=== Excerpt provided ===

Specifically, the Triton compiler would refuse to 4-way vectorize our above compute kernel because it would require the array int off[32] to be distributed over 8 threads, which is less than a warp. Fortunately, it turns out that this problem can be easily solved using preprocessor directrives to parameterize our kernel:

// launched on a grid of (N / SIZE) programs of 1 thread each
__global__  void add(int N, TYPE* a, TYPE* b, TYPE* c) {
	int id = get_program_id(0);
	int off[SIZE] = id * SIZE + (0 ... SIZE)
	*(c + off) = *(a + off) + *(b + off)
}
// Not vectorized when compiled with -DSIZE=32 -DTYPE=float
// 4-Vectorized when compiled with -DSIZE=128 -DTYPE=float
// 8-Vectorized when compiled with -DSIZE=256 -DTYPE=half

Now, TYPE and SIZE are preprocessors macros which can be specified at compile-time, thereby giving the Triton compiler enough information to vectorize when beneficial without requiring any additional code modification.

Auto-Tuning

As it turns out, different input vector lengths N may require different values of SIZE to perform optimally. Fortunately, the Triton preprocessor also accepts lists of possible definitions for macros, in which case an auto-tuning procedure will be launched every-time new input sizes are encountered. For example, compiling the above kernel with the option-DSIZE=[32, 64, 128, 256] -DTYPE=float will result in the parameter SIZE being automatically tuned every time a new value of N is encountered.

Note: Tuning our reference CUDA kernel would be much more cumbersome, as template metaprogramming would have to be used to ensure that proper vector types would be used

Matrix Transposition

Transpositions are (relatively) hard to efficiently write in CUDA because a naive implementation would lead to uncoalesced memory operations when writing back the transposed matrix to DRAM. Therefore, optimized CUDA implementations require the explicit use of shared memory, as shown here.

Compute Kernel

In Triton, however, kernels are single-threaded and the compiler automatically detects if and when data should be temporarily stashed to shared memory. Therefore, an optimal Triton kernel for this operation would look like:

// launched on a grid of (M / TM) x (N / TN) programs of 1 thread each
__global__ void transpose(TYPE * X, TYPE * Y,  int M, int N, int ldx, int ldy) {
// extract program ID
  int pidm = get_program_id(0); //(1)
  int pidn = get_program_id(1); //(2)
  // create 1D range along the two matrix's axes
  int rm[TM] = pidm * TM + 0 ... TM; //(3)
  int rn[TN] = pidn * TN + 0 ... TN; //(4)
  // create 2D array of pointers
  TYPE* px[TM, TN] = X + rm[:, newaxis] + rn[newaxis, :] * ldx; //(5)
  TYPE* py[TN, TM] = Y + rm[newaxis, :] * ldy + rn[:, newaxis]; //(6)
  // write back using the transposition operator '^'
  *py = ^(*px); //(7)

===

→ Written instruction a:
Based on the excerpt on Triton kernels, decide whether each statement agrees with it: (i) building the add kernel with -DSIZE=256 -DTYPE=half makes it 8-way vectorized; (ii) a Triton transpose kernel needs the programmer to put data in shared memory by hand; (iii) the auto-tuning procedure runs a single time, when the kernel is first compiled. Give yes or no for each, with the words from the excerpt that settle it.

=== Available data ===

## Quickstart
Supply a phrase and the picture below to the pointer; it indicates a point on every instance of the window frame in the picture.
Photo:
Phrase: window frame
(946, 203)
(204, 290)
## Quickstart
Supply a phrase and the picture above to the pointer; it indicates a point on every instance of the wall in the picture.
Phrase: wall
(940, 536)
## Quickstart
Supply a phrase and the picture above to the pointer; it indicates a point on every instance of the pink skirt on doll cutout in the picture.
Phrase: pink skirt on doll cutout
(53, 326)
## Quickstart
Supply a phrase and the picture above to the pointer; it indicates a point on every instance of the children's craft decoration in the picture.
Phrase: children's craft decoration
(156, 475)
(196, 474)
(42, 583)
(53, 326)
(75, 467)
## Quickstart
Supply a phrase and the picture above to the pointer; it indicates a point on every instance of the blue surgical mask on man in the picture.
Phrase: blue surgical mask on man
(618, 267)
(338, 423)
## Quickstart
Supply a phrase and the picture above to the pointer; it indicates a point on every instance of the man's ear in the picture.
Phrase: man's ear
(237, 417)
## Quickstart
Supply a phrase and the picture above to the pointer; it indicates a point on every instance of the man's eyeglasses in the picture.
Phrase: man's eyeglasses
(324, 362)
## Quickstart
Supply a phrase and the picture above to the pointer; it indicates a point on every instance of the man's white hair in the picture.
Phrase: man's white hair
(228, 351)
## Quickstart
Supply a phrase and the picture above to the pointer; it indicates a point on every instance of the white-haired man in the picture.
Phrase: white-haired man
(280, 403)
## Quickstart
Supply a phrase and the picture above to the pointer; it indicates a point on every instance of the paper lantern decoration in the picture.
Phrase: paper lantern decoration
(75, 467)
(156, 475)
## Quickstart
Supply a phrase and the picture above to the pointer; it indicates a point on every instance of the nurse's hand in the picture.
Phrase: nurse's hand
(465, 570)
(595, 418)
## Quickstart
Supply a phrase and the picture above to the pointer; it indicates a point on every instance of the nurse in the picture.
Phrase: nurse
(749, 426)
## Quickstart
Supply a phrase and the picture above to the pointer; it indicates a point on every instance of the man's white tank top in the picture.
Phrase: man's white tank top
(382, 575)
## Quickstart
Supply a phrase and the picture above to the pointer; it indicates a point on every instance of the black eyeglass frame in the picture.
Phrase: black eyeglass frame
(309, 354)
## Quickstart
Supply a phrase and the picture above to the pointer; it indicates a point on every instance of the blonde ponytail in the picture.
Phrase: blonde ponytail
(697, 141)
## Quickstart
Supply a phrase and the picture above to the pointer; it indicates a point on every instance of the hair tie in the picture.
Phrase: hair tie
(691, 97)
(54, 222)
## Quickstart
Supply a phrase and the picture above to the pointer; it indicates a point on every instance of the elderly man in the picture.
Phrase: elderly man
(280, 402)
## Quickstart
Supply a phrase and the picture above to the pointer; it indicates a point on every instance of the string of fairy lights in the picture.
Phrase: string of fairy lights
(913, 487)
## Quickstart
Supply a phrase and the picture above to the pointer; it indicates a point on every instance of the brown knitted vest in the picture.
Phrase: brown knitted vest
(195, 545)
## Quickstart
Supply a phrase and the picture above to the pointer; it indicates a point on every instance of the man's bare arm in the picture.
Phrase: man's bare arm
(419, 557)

===
=== Available data ===

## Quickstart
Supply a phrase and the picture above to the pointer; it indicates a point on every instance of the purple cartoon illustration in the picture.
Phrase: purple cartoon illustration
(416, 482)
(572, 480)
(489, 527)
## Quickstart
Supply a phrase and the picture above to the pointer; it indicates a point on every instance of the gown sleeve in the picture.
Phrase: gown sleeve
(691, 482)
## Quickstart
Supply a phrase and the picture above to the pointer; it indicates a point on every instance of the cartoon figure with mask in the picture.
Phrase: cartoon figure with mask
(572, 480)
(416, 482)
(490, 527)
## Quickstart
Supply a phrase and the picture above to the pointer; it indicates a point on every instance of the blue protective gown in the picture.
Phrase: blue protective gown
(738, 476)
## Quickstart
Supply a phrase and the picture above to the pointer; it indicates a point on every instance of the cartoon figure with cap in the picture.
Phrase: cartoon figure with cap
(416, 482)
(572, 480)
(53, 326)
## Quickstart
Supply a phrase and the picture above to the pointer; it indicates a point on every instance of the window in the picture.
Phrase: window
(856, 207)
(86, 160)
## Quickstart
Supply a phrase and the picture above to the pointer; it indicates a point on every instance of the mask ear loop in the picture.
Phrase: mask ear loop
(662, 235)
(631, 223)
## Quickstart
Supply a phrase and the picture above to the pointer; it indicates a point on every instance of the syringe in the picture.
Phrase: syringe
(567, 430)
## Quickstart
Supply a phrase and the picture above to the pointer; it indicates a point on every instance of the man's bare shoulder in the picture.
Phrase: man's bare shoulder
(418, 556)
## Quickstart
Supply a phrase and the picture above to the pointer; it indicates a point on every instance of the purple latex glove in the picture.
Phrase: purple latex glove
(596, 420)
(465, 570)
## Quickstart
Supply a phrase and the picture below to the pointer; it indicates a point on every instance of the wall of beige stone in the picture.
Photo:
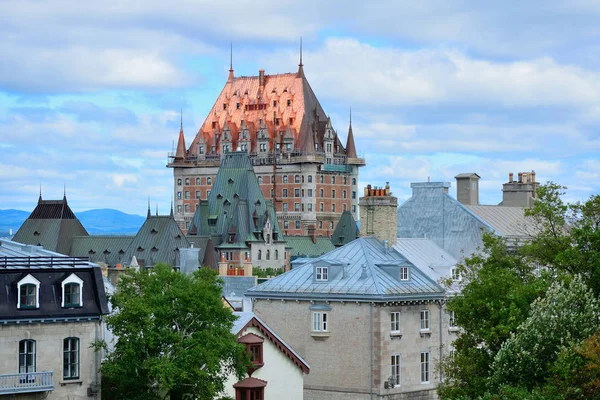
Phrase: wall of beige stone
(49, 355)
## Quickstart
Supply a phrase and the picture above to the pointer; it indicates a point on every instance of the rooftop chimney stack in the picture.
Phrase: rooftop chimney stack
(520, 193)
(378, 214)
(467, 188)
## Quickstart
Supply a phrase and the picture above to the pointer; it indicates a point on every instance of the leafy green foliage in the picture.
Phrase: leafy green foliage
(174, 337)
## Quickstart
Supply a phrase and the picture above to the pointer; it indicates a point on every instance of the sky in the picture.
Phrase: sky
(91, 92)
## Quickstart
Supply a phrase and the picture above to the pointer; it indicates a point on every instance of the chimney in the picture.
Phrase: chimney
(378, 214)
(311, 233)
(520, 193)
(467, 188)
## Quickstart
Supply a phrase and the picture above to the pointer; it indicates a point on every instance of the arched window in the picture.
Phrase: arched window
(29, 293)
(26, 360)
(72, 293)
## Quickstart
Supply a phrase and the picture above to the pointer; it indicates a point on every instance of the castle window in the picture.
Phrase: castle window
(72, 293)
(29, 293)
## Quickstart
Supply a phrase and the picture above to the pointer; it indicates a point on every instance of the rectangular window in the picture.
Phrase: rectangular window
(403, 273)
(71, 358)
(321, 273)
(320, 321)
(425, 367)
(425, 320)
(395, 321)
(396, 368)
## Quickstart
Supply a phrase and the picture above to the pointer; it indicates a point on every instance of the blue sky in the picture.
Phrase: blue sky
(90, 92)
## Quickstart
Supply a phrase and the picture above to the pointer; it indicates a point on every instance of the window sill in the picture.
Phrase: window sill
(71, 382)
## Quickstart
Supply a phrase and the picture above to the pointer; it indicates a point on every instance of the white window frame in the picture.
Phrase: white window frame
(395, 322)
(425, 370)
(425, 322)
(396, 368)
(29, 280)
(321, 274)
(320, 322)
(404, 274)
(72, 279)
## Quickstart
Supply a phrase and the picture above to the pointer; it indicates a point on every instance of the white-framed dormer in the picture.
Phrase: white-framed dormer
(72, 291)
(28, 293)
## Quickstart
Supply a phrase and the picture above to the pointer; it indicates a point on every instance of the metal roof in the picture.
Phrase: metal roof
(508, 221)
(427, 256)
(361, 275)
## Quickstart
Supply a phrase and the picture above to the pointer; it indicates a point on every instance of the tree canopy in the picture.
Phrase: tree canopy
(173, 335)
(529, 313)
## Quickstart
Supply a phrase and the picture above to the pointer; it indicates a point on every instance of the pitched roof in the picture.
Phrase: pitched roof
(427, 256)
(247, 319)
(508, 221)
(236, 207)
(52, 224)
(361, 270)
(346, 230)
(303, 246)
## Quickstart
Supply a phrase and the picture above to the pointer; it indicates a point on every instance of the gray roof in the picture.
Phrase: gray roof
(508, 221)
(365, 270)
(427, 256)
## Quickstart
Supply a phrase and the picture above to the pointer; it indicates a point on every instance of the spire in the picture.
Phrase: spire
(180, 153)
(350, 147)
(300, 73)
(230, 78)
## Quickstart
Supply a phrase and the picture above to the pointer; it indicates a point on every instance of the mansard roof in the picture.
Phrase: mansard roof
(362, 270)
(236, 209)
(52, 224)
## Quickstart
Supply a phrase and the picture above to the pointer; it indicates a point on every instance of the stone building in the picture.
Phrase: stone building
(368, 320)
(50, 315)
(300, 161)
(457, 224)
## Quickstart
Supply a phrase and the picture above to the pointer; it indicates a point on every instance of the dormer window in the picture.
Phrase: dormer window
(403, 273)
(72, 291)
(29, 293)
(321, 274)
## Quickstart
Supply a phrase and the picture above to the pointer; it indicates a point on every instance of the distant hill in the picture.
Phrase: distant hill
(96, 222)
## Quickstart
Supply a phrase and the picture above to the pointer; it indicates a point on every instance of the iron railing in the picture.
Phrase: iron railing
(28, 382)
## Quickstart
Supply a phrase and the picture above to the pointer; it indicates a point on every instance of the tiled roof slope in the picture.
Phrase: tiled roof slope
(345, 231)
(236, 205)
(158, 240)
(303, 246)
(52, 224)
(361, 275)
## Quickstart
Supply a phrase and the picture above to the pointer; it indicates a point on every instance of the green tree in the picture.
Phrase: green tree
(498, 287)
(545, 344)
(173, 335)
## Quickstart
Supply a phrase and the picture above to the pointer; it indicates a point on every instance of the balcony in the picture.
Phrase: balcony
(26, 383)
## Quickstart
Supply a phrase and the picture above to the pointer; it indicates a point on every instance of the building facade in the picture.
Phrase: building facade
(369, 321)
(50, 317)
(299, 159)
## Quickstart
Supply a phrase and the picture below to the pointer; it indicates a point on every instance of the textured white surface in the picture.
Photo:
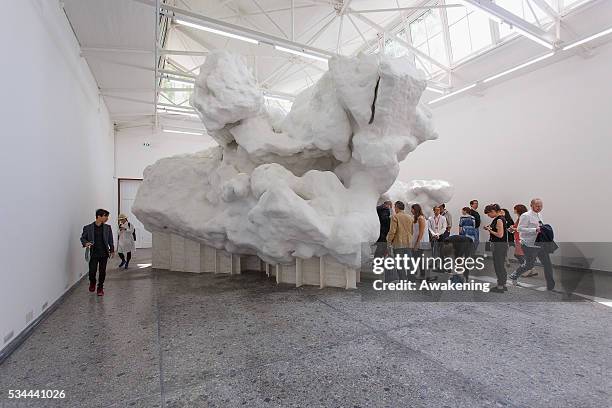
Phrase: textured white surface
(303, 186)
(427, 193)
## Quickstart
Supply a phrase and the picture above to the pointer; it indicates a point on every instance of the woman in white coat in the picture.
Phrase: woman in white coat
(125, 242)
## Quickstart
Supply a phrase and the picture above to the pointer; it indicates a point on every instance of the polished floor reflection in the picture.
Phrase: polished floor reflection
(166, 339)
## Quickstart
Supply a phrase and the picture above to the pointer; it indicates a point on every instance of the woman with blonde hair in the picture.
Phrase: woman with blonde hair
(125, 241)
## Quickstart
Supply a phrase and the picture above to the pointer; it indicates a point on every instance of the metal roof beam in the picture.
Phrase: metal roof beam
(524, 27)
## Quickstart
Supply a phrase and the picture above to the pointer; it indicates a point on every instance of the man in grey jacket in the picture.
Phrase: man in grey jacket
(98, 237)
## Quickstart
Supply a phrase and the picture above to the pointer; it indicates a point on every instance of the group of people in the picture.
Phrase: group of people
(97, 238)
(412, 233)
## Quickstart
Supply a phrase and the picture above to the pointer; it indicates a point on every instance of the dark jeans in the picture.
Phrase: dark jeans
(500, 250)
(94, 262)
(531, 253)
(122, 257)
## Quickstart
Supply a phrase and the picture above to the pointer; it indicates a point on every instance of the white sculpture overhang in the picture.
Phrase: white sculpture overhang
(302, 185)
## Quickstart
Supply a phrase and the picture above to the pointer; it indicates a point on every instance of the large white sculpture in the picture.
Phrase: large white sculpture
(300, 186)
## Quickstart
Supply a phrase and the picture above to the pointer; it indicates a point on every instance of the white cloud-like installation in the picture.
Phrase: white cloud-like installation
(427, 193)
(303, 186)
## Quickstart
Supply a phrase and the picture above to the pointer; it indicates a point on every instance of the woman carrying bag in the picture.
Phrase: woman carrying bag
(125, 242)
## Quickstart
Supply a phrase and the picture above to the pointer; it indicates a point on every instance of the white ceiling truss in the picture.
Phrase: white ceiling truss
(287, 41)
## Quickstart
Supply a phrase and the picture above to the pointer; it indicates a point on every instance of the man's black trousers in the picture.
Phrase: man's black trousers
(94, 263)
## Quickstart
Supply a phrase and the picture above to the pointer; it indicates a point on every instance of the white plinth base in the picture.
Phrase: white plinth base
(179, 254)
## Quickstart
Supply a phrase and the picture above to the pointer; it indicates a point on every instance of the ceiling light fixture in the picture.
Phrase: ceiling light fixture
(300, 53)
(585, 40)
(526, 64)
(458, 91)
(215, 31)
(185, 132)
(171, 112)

===
=== Available data ===

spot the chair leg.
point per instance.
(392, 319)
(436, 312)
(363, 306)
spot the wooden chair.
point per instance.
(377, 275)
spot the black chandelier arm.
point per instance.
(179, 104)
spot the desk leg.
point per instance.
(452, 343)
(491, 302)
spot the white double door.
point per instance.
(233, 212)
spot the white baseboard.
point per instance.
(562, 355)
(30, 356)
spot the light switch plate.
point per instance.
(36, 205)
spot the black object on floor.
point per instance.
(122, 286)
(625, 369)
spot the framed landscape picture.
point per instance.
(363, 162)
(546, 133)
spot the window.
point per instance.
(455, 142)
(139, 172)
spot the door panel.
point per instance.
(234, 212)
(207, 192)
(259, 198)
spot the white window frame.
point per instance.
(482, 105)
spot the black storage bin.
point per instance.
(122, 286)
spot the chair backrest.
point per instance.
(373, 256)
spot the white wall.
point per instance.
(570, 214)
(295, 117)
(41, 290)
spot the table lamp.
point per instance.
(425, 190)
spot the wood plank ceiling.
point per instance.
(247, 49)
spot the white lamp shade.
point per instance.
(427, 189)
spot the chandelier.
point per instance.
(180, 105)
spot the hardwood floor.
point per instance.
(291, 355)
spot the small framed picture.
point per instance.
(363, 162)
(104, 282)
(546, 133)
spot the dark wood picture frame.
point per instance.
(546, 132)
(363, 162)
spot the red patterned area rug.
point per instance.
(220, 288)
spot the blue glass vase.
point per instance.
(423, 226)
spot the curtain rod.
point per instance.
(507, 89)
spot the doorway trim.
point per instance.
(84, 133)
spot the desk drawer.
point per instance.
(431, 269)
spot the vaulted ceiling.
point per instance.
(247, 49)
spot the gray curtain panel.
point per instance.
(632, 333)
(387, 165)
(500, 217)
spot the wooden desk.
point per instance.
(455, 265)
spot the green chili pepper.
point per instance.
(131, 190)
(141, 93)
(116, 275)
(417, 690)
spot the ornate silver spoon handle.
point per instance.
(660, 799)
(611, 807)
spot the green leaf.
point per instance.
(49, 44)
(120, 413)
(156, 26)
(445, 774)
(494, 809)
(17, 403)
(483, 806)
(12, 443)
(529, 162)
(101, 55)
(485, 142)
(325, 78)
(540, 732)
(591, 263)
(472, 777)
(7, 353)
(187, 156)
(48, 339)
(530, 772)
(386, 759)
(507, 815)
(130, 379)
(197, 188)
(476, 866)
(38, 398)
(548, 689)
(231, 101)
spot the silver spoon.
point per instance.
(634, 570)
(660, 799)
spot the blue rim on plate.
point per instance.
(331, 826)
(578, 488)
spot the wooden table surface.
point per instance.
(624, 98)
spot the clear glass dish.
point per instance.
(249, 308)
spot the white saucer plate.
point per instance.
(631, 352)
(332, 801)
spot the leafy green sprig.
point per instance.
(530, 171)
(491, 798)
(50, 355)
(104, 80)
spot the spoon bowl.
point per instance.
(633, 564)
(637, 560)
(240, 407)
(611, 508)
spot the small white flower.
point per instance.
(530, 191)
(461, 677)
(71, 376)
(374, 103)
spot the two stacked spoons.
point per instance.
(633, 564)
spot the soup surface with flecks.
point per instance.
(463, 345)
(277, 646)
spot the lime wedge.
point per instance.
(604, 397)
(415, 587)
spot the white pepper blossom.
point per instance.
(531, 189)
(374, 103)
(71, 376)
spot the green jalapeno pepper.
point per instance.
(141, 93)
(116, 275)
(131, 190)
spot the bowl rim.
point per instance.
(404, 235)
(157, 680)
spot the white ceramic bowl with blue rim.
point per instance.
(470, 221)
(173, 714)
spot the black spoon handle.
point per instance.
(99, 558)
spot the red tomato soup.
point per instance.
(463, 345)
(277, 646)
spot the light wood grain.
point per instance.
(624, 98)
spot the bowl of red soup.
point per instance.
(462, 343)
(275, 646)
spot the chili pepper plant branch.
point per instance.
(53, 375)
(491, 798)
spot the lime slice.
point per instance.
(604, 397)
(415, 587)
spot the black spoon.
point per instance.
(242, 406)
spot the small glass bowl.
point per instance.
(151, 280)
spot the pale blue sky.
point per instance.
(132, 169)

===

→ Written instruction b:
Show every line of the records that contains the string "wall". Case matters.

→ Exercise result a:
(i) Yes: "// 8-Vectorized when compiled with -DSIZE=256 -DTYPE=half"
(ii) No: "the compiler automatically detects if and when data should be temporarily stashed to shared memory"
(iii) No: "an auto-tuning procedure will be launched every-time new input sizes are encountered"

→ Exercise result b:
Supply a phrase and the picture above to the pointer; it indicates a point on every instance of the wall in the picture.
Phrase: wall
Supply a phrase and the picture below to the pointer; it indicates a point on every instance of the wall of beige stone in the picture.
Phrase: wall of beige stone
spot the white wall.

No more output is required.